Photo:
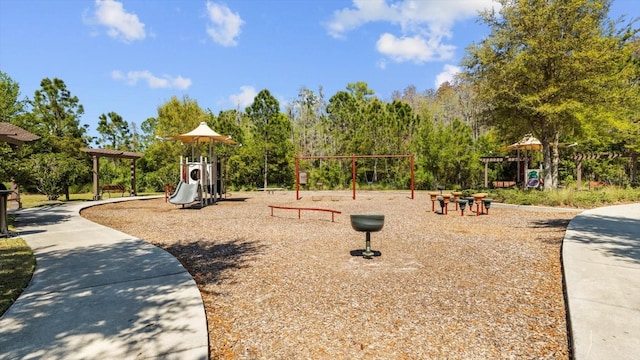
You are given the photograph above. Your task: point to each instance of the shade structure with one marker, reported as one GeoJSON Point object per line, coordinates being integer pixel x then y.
{"type": "Point", "coordinates": [528, 142]}
{"type": "Point", "coordinates": [202, 134]}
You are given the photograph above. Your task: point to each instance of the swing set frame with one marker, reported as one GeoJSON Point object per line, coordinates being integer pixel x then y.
{"type": "Point", "coordinates": [353, 168]}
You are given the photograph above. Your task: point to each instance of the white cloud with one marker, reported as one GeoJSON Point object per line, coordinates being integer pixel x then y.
{"type": "Point", "coordinates": [154, 82]}
{"type": "Point", "coordinates": [423, 25]}
{"type": "Point", "coordinates": [225, 25]}
{"type": "Point", "coordinates": [449, 73]}
{"type": "Point", "coordinates": [121, 25]}
{"type": "Point", "coordinates": [245, 97]}
{"type": "Point", "coordinates": [416, 48]}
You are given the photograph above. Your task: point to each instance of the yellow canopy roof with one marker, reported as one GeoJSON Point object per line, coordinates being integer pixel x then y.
{"type": "Point", "coordinates": [528, 142]}
{"type": "Point", "coordinates": [203, 133]}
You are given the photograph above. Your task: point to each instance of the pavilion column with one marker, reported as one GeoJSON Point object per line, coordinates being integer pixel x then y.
{"type": "Point", "coordinates": [133, 177]}
{"type": "Point", "coordinates": [634, 168]}
{"type": "Point", "coordinates": [579, 174]}
{"type": "Point", "coordinates": [96, 181]}
{"type": "Point", "coordinates": [486, 174]}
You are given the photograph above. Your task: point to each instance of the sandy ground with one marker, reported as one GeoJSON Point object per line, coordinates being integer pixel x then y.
{"type": "Point", "coordinates": [443, 286]}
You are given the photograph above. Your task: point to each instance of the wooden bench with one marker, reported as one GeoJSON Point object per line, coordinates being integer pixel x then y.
{"type": "Point", "coordinates": [113, 188]}
{"type": "Point", "coordinates": [333, 212]}
{"type": "Point", "coordinates": [503, 184]}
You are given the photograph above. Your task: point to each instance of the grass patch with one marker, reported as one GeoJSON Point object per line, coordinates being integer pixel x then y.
{"type": "Point", "coordinates": [584, 199]}
{"type": "Point", "coordinates": [35, 200]}
{"type": "Point", "coordinates": [16, 267]}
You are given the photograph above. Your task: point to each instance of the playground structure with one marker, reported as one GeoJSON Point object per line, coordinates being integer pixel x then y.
{"type": "Point", "coordinates": [200, 180]}
{"type": "Point", "coordinates": [302, 177]}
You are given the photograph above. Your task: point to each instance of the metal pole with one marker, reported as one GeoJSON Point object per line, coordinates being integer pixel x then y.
{"type": "Point", "coordinates": [412, 177]}
{"type": "Point", "coordinates": [353, 175]}
{"type": "Point", "coordinates": [297, 178]}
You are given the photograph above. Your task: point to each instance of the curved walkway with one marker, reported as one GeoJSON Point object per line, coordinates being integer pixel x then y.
{"type": "Point", "coordinates": [98, 293]}
{"type": "Point", "coordinates": [601, 260]}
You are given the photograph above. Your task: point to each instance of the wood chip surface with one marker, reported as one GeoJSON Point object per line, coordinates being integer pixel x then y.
{"type": "Point", "coordinates": [443, 287]}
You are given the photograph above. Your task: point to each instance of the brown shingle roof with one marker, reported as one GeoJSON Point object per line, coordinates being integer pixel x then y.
{"type": "Point", "coordinates": [15, 135]}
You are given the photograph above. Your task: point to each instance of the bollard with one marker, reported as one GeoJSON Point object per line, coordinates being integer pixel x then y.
{"type": "Point", "coordinates": [487, 204]}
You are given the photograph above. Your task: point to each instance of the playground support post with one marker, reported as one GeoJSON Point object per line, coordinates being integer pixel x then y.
{"type": "Point", "coordinates": [353, 175]}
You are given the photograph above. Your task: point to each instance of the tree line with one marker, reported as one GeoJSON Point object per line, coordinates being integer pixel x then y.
{"type": "Point", "coordinates": [560, 70]}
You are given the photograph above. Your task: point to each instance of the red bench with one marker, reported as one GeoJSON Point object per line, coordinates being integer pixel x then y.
{"type": "Point", "coordinates": [115, 188]}
{"type": "Point", "coordinates": [333, 212]}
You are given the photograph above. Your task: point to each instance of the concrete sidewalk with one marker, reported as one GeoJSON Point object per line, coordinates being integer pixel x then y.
{"type": "Point", "coordinates": [98, 293]}
{"type": "Point", "coordinates": [601, 260]}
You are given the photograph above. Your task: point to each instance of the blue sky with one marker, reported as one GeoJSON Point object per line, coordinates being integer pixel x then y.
{"type": "Point", "coordinates": [131, 56]}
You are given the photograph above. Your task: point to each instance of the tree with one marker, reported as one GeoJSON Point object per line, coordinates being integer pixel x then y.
{"type": "Point", "coordinates": [547, 67]}
{"type": "Point", "coordinates": [271, 131]}
{"type": "Point", "coordinates": [114, 132]}
{"type": "Point", "coordinates": [10, 109]}
{"type": "Point", "coordinates": [10, 105]}
{"type": "Point", "coordinates": [55, 117]}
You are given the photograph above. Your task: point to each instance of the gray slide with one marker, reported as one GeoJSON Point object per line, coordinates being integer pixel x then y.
{"type": "Point", "coordinates": [184, 194]}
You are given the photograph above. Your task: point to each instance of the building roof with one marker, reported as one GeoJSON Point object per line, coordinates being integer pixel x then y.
{"type": "Point", "coordinates": [15, 135]}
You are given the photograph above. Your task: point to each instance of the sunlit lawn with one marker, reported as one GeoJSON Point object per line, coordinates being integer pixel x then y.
{"type": "Point", "coordinates": [16, 267]}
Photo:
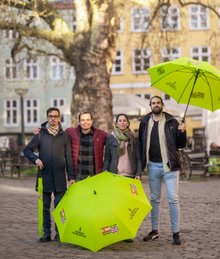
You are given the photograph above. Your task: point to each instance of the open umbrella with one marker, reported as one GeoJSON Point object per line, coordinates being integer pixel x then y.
{"type": "Point", "coordinates": [101, 210]}
{"type": "Point", "coordinates": [188, 81]}
{"type": "Point", "coordinates": [40, 204]}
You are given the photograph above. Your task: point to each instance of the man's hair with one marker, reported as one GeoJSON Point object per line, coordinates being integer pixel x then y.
{"type": "Point", "coordinates": [85, 112]}
{"type": "Point", "coordinates": [53, 109]}
{"type": "Point", "coordinates": [122, 114]}
{"type": "Point", "coordinates": [156, 96]}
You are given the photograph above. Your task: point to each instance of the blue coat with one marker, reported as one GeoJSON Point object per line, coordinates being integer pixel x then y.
{"type": "Point", "coordinates": [55, 153]}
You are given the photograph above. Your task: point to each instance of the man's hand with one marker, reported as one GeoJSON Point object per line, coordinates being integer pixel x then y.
{"type": "Point", "coordinates": [182, 126]}
{"type": "Point", "coordinates": [72, 181]}
{"type": "Point", "coordinates": [39, 163]}
{"type": "Point", "coordinates": [36, 131]}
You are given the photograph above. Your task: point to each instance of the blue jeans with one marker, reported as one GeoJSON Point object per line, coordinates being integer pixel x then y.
{"type": "Point", "coordinates": [46, 209]}
{"type": "Point", "coordinates": [155, 176]}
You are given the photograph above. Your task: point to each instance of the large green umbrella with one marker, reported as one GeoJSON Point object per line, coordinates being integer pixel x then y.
{"type": "Point", "coordinates": [40, 204]}
{"type": "Point", "coordinates": [101, 210]}
{"type": "Point", "coordinates": [188, 81]}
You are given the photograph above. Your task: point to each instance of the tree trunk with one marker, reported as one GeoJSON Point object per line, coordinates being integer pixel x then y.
{"type": "Point", "coordinates": [91, 90]}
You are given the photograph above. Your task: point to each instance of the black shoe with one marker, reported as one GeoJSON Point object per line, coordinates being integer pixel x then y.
{"type": "Point", "coordinates": [57, 237]}
{"type": "Point", "coordinates": [176, 239]}
{"type": "Point", "coordinates": [128, 240]}
{"type": "Point", "coordinates": [151, 236]}
{"type": "Point", "coordinates": [45, 238]}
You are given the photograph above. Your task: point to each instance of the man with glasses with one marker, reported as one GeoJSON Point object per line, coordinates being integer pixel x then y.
{"type": "Point", "coordinates": [53, 160]}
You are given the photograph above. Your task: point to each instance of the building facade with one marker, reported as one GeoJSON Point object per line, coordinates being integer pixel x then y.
{"type": "Point", "coordinates": [47, 81]}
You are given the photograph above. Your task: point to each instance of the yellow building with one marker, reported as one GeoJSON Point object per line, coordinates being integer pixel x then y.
{"type": "Point", "coordinates": [189, 31]}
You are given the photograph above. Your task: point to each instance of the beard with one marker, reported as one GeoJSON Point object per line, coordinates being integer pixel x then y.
{"type": "Point", "coordinates": [157, 110]}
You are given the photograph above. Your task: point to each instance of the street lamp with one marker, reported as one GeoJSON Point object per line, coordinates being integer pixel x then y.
{"type": "Point", "coordinates": [21, 92]}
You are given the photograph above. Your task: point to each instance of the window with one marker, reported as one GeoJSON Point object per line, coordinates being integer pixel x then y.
{"type": "Point", "coordinates": [141, 19]}
{"type": "Point", "coordinates": [11, 112]}
{"type": "Point", "coordinates": [31, 68]}
{"type": "Point", "coordinates": [120, 24]}
{"type": "Point", "coordinates": [166, 97]}
{"type": "Point", "coordinates": [10, 34]}
{"type": "Point", "coordinates": [32, 112]}
{"type": "Point", "coordinates": [199, 18]}
{"type": "Point", "coordinates": [170, 18]}
{"type": "Point", "coordinates": [141, 60]}
{"type": "Point", "coordinates": [57, 68]}
{"type": "Point", "coordinates": [200, 53]}
{"type": "Point", "coordinates": [10, 69]}
{"type": "Point", "coordinates": [117, 68]}
{"type": "Point", "coordinates": [60, 103]}
{"type": "Point", "coordinates": [169, 54]}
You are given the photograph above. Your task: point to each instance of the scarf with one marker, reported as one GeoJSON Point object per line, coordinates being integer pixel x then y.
{"type": "Point", "coordinates": [122, 137]}
{"type": "Point", "coordinates": [162, 141]}
{"type": "Point", "coordinates": [52, 131]}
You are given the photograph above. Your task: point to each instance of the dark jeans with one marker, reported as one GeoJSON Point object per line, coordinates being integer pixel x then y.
{"type": "Point", "coordinates": [46, 209]}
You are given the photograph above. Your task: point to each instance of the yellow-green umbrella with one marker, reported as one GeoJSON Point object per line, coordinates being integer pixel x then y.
{"type": "Point", "coordinates": [188, 81]}
{"type": "Point", "coordinates": [101, 210]}
{"type": "Point", "coordinates": [40, 204]}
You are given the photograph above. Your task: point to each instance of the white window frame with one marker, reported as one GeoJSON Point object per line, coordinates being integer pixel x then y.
{"type": "Point", "coordinates": [10, 69]}
{"type": "Point", "coordinates": [170, 19]}
{"type": "Point", "coordinates": [118, 66]}
{"type": "Point", "coordinates": [168, 54]}
{"type": "Point", "coordinates": [32, 112]}
{"type": "Point", "coordinates": [145, 54]}
{"type": "Point", "coordinates": [13, 113]}
{"type": "Point", "coordinates": [57, 102]}
{"type": "Point", "coordinates": [10, 34]}
{"type": "Point", "coordinates": [31, 64]}
{"type": "Point", "coordinates": [140, 19]}
{"type": "Point", "coordinates": [57, 69]}
{"type": "Point", "coordinates": [198, 17]}
{"type": "Point", "coordinates": [198, 53]}
{"type": "Point", "coordinates": [120, 25]}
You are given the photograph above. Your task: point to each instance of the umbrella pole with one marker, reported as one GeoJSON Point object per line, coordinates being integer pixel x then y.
{"type": "Point", "coordinates": [194, 83]}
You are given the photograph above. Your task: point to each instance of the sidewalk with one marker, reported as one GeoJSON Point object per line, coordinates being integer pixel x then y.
{"type": "Point", "coordinates": [200, 226]}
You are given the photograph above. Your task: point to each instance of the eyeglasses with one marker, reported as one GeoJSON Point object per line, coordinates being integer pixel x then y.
{"type": "Point", "coordinates": [53, 116]}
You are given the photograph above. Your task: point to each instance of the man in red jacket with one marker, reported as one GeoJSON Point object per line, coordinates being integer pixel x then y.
{"type": "Point", "coordinates": [87, 145]}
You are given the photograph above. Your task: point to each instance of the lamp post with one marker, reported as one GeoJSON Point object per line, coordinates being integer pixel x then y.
{"type": "Point", "coordinates": [21, 92]}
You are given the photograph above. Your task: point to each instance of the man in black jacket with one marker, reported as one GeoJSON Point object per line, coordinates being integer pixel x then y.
{"type": "Point", "coordinates": [54, 160]}
{"type": "Point", "coordinates": [160, 137]}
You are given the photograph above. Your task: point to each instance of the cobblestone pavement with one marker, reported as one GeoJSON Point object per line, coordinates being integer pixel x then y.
{"type": "Point", "coordinates": [200, 226]}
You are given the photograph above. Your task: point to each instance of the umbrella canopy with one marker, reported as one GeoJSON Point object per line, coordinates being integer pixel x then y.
{"type": "Point", "coordinates": [101, 210]}
{"type": "Point", "coordinates": [40, 204]}
{"type": "Point", "coordinates": [188, 81]}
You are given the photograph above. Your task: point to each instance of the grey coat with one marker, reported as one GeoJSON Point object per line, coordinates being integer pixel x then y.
{"type": "Point", "coordinates": [112, 156]}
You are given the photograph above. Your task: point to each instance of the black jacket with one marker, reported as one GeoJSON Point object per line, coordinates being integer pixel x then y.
{"type": "Point", "coordinates": [55, 153]}
{"type": "Point", "coordinates": [175, 139]}
{"type": "Point", "coordinates": [112, 156]}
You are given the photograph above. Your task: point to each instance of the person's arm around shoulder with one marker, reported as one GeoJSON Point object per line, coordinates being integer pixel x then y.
{"type": "Point", "coordinates": [138, 160]}
{"type": "Point", "coordinates": [107, 156]}
{"type": "Point", "coordinates": [181, 134]}
{"type": "Point", "coordinates": [69, 160]}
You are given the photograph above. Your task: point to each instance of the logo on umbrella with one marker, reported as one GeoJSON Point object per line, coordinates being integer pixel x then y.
{"type": "Point", "coordinates": [62, 216]}
{"type": "Point", "coordinates": [79, 232]}
{"type": "Point", "coordinates": [110, 229]}
{"type": "Point", "coordinates": [133, 212]}
{"type": "Point", "coordinates": [133, 189]}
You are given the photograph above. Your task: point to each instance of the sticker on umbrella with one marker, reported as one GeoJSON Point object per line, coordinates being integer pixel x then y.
{"type": "Point", "coordinates": [188, 81]}
{"type": "Point", "coordinates": [101, 210]}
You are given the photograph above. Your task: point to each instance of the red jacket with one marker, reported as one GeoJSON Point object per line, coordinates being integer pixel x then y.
{"type": "Point", "coordinates": [99, 138]}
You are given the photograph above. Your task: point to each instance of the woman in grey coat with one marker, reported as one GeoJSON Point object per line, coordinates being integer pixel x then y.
{"type": "Point", "coordinates": [121, 152]}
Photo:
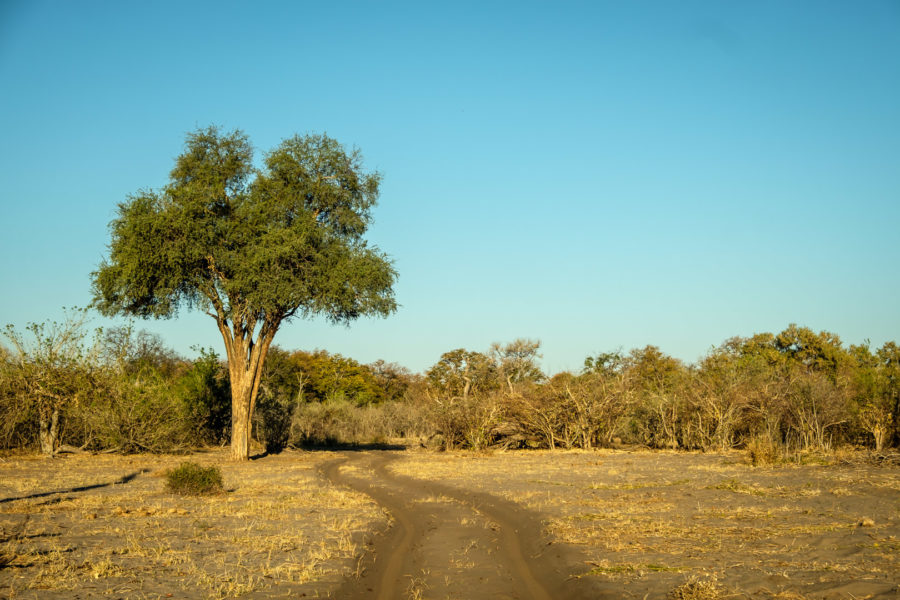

---

# Exercise details
Find every line in the listing above that contains the word "frame", and copy each one.

# Result
You are given the photograph above. Your task: point to each instance of the swing set frame with one marker, reported as one GeoJSON Point object per line, coordinates being integer pixel x then y.
You are given the photograph above. Your task: point to each instance of the white window frame with one marker, reported as one GeoJSON Point object per line, coordinates being integer pixel x then y.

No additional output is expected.